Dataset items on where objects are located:
※ ※ ※
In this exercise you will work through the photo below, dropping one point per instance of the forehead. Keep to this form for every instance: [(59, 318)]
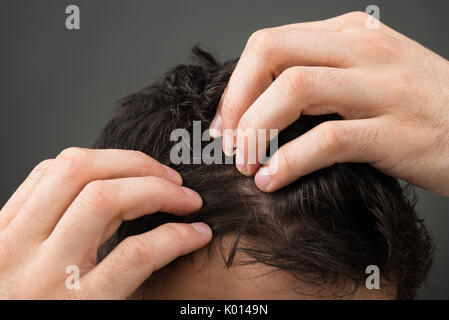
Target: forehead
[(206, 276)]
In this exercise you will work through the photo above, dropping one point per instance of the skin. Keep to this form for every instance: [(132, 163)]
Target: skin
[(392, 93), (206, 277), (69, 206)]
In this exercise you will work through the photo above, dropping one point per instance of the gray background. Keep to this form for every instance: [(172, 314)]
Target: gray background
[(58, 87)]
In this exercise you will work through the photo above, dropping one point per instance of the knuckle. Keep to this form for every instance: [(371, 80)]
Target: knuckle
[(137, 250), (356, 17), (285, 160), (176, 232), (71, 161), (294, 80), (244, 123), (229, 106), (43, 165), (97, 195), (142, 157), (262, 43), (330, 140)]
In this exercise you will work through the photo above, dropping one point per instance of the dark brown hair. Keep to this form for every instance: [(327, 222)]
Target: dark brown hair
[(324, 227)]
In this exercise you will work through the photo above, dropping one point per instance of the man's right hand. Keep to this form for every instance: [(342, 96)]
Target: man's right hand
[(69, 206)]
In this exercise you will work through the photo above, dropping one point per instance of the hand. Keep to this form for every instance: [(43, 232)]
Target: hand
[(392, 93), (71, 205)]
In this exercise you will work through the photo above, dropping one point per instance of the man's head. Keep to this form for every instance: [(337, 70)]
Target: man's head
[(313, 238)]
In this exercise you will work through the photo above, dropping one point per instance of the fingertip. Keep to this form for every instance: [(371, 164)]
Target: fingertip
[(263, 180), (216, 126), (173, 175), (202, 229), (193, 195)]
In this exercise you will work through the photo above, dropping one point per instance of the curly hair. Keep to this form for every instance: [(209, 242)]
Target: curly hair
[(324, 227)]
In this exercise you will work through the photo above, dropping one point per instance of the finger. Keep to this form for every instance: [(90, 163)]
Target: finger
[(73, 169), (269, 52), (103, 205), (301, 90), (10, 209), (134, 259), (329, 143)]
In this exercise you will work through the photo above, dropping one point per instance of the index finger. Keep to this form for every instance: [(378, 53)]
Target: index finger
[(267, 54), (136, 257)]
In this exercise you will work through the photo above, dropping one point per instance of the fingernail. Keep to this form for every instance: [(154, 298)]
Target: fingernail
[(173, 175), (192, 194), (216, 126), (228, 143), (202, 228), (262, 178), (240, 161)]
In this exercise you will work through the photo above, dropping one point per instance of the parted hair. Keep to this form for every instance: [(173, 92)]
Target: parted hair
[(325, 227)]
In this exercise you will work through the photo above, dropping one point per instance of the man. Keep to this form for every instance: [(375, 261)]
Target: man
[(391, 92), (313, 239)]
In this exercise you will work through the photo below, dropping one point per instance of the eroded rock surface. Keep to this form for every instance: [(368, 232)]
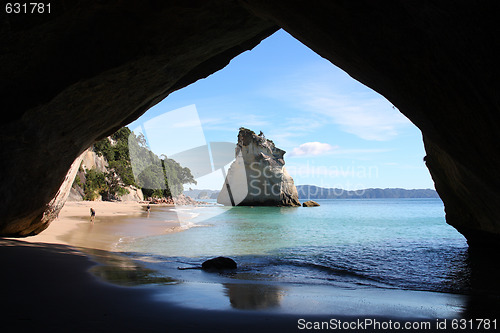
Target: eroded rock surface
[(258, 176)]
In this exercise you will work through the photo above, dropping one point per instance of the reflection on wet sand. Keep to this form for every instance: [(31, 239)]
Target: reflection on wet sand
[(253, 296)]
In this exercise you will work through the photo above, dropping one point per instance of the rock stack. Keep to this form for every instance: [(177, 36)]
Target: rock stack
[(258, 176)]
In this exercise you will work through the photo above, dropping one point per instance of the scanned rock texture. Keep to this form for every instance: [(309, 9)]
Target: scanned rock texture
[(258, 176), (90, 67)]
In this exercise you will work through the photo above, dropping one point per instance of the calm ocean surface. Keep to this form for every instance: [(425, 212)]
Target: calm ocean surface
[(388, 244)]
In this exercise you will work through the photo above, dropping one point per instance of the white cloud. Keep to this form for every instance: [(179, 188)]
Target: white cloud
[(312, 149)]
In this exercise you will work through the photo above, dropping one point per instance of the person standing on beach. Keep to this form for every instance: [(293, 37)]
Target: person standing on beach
※ ※ ※
Objective
Copy all of the items above word for word, and leave out the pictures.

Written response
In this exercise you will work through the photo below, dropping one point per instance of the forehead. Keep to this form for every instance: [(59, 318)]
Target: forehead
[(206, 276)]
In this exercise you will work through the photo above, dropping one point per instance of the skin. Keep to this form for every instance: [(132, 163)]
Target: skin
[(392, 93), (206, 277), (69, 206)]
In this exercise you will work through the photo above, dropping one point per instance of the gray background. Keep to this form for every instance: [(172, 314)]
Target: gray background
[(58, 87)]
In this exercise you will work through the photo above, dropping one point per instance of the knuckle. Keep to this form for every instance: [(371, 80)]
Target: knuckle
[(137, 250), (356, 17), (285, 160), (176, 232), (71, 161), (294, 80), (244, 123), (229, 106), (43, 165), (97, 195), (142, 157), (262, 43), (330, 140)]
In this exercise you will work through the photo above, dropping one point per instance of the dark brown hair. Keep to this form for every instance: [(327, 222)]
Target: dark brown hair
[(324, 227)]
In this exercise you will work through the photo above, dropping one point per instance of the man's right hand. Keep to this form for every instance: [(342, 96)]
Target: man's right hand
[(69, 206)]
In this exercise you will work through the photo above, dropping one point per instance of the hand. Keep to this form for every instance: [(43, 232)]
Target: hand
[(392, 93), (71, 205)]
In this exercise you will work through the photo above, dropping one point per instance of the man's head. Keep to this form for every instance: [(337, 70)]
Target: man's head
[(313, 238)]
In this exercise you will work through the photo above, dropping one point per instance of the fingertip. Keep to this form for every instance: [(371, 164)]
Target: fingertip
[(263, 180), (216, 126), (173, 175), (202, 229), (193, 195)]
In this exercise you will work through the photo above, dropping one point per instance of the curly hair. Keep to this form for every instance: [(209, 242)]
Target: curly hair
[(324, 227)]
In this exercise you will work through the photo above, dropping one point per instance of the finger. Keep to this form for every instance: [(90, 163)]
Target: finger
[(73, 169), (269, 52), (103, 205), (301, 90), (10, 209), (134, 259), (329, 143)]
In this exercise you will work through the photo above, dropping one point per instance of the index finger. Keep to this form for every instance: [(378, 53)]
Target: index finger
[(267, 54), (136, 257)]
In this exercise you will work through the photo above, dropping one point per instance of the fingernail. Keep to this form for every instance: [(154, 298)]
Target: fingernail
[(173, 175), (192, 194), (216, 126), (228, 143), (202, 228), (262, 178), (240, 161)]
In this exercise you will work through the photo above, dropping one point per instance of the parted hair. Keep to this form for every instance: [(173, 92)]
Target: parted hair
[(325, 227)]
In this exercise you will work through the photo above, dropping one point per instance of the man. Keep to this form for every instance: [(375, 261)]
Target: man
[(391, 92), (313, 239)]
In this exercise you will work through the photo below, dropping one point per instance of the eroded rock surface. Keep to this form for every instance: [(368, 232)]
Target: eroded rock surface
[(258, 176)]
In this exercise you will work through the photo above, dropping one point per instance of the reflection on wet sand. Keep to this form for every instance: [(31, 239)]
Target: reflection on wet sand
[(253, 296)]
In this exercise you will work through the photo above, dropping one point per instance of the rock stack. Keep to this form for every instance: [(177, 36)]
Target: rock stack
[(258, 176)]
In this exercise you will work through the photo above, dropping one point per instance of the scanned rock texture. Keep to this form for every instance: [(309, 9)]
Target: scanned rock texture
[(258, 176), (90, 67)]
In this exercise you will work through the photo above, dropping one point per instance of the calm ocean surface. Keep to this form for every instance: [(425, 212)]
Target: calm ocean surface
[(388, 244)]
In this exercise you will work through the photo above, dropping one point per instance of the white cloud. Keep to this form for every instance: [(179, 188)]
Target: white cloud
[(312, 149)]
In this exercise you will work through the photo above, dropping one point per instance of the person standing on beach. Keep to this form for every instance: [(293, 37)]
Target: person standing on beach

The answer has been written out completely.